▶ **BRIEF**: Please list every sector that the data breach text below gives a share of this decade's breaches for, along with each sector's percentage.

▶ **TEXT SEGMENT**:
'''
However, some data was hardly ever compromised through the loss of devices. According to the report, a lost device rarely results in a compromise of credentials or payment card data, but nearly always in a compromise of PII.
These numbers also varied by industry, and in relation to the kind of data stolen and how it was used.
Healthcare and ID theft
Healthcare was hit hardest, accounting for 26.9 percent of breaches this decade, followed by education (16.8%), government (15.9%), and retail (12.5%).
Healthcare attributed 60% of its data breaches to lost devices and only 7% to hacking.
Yet, healthcare also had a larger insider leak problem than any other sector (17.5% of its breaches). Insider leaks were the primary source of identity theft cases (44.2%) and healthcare was hit harder by identity theft than any other sector, accounting for 29.8% of cases.
According to the report, insiders rarely steal credentials, but rather personally identifiable information, health information, financial data, and payment card data for the purposes of selling it, committing identity theft/fraud, or filing fraudulent tax claims.
'''
▶ **GIVEN MATERIAL**:
'''
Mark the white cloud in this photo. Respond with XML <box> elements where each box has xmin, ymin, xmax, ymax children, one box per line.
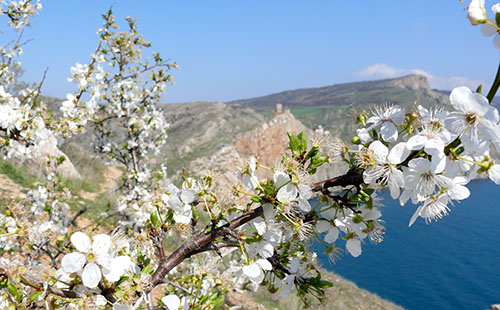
<box><xmin>354</xmin><ymin>64</ymin><xmax>487</xmax><ymax>90</ymax></box>
<box><xmin>354</xmin><ymin>64</ymin><xmax>407</xmax><ymax>79</ymax></box>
'''
▶ **WRITTEN REPLY**:
Healthcare: 26.9%
Education: 16.8%
Government: 15.9%
Retail: 12.5%